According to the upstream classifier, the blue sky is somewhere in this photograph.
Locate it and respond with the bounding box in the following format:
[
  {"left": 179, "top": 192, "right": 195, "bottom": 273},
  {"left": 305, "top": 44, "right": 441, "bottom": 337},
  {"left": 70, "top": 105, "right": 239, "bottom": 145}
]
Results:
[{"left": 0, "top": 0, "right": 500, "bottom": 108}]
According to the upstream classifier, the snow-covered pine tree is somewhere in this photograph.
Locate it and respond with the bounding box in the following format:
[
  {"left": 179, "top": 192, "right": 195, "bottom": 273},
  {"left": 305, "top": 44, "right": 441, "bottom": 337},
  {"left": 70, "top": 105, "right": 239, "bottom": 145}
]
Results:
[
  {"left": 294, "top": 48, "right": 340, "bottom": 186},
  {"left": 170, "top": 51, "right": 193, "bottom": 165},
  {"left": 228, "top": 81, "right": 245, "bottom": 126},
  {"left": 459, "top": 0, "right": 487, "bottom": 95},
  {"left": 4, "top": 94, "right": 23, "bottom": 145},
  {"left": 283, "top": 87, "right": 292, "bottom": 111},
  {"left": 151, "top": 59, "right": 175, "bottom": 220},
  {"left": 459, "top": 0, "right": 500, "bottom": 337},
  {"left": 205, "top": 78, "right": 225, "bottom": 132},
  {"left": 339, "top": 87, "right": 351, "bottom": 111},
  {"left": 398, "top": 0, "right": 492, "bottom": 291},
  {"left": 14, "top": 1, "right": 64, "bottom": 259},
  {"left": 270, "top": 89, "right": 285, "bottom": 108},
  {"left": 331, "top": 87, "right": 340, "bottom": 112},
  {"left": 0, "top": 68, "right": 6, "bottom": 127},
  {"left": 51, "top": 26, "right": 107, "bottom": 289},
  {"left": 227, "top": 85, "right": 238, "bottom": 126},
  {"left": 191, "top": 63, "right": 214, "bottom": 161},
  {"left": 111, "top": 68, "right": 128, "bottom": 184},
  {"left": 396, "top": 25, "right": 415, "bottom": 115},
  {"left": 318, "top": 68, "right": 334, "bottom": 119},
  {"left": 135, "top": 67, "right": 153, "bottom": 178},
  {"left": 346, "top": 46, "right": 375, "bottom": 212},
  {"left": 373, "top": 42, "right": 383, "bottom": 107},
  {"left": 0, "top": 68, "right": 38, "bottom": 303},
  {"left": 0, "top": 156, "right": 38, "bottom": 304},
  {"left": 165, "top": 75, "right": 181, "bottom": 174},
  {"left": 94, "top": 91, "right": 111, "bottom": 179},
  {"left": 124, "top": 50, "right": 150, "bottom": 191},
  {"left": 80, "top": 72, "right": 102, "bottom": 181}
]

[Goal]:
Repeat each record exactly, leaving nothing out.

[Finished answer]:
According to the upstream classifier, the blue sky is somewhere in this photograph.
Locate it and respond with the bounding box in the following format:
[
  {"left": 179, "top": 192, "right": 195, "bottom": 273},
  {"left": 305, "top": 44, "right": 441, "bottom": 337},
  {"left": 70, "top": 105, "right": 239, "bottom": 145}
]
Results:
[{"left": 0, "top": 0, "right": 500, "bottom": 108}]
According to the upstream classifier, the snow-covered pine tree is somewhere in this photograph.
Locate it and respond with the bounding box in the following format:
[
  {"left": 179, "top": 192, "right": 195, "bottom": 273},
  {"left": 305, "top": 44, "right": 441, "bottom": 337},
  {"left": 70, "top": 105, "right": 239, "bottom": 145}
]
Results:
[
  {"left": 294, "top": 48, "right": 340, "bottom": 186},
  {"left": 170, "top": 51, "right": 193, "bottom": 165},
  {"left": 228, "top": 81, "right": 245, "bottom": 126},
  {"left": 459, "top": 0, "right": 487, "bottom": 95},
  {"left": 4, "top": 94, "right": 23, "bottom": 145},
  {"left": 283, "top": 87, "right": 292, "bottom": 111},
  {"left": 151, "top": 59, "right": 175, "bottom": 220},
  {"left": 459, "top": 0, "right": 500, "bottom": 337},
  {"left": 205, "top": 78, "right": 225, "bottom": 132},
  {"left": 339, "top": 87, "right": 351, "bottom": 111},
  {"left": 398, "top": 0, "right": 492, "bottom": 291},
  {"left": 14, "top": 1, "right": 64, "bottom": 259},
  {"left": 270, "top": 89, "right": 285, "bottom": 108},
  {"left": 331, "top": 87, "right": 340, "bottom": 112},
  {"left": 0, "top": 68, "right": 6, "bottom": 127},
  {"left": 51, "top": 26, "right": 107, "bottom": 289},
  {"left": 227, "top": 85, "right": 238, "bottom": 126},
  {"left": 191, "top": 63, "right": 214, "bottom": 161},
  {"left": 111, "top": 68, "right": 128, "bottom": 184},
  {"left": 396, "top": 25, "right": 415, "bottom": 115},
  {"left": 318, "top": 68, "right": 334, "bottom": 119},
  {"left": 135, "top": 67, "right": 153, "bottom": 178},
  {"left": 346, "top": 46, "right": 375, "bottom": 212},
  {"left": 373, "top": 42, "right": 383, "bottom": 107},
  {"left": 0, "top": 68, "right": 38, "bottom": 303},
  {"left": 0, "top": 156, "right": 38, "bottom": 304},
  {"left": 165, "top": 75, "right": 181, "bottom": 174},
  {"left": 94, "top": 91, "right": 111, "bottom": 179},
  {"left": 124, "top": 50, "right": 150, "bottom": 191},
  {"left": 80, "top": 72, "right": 102, "bottom": 181}
]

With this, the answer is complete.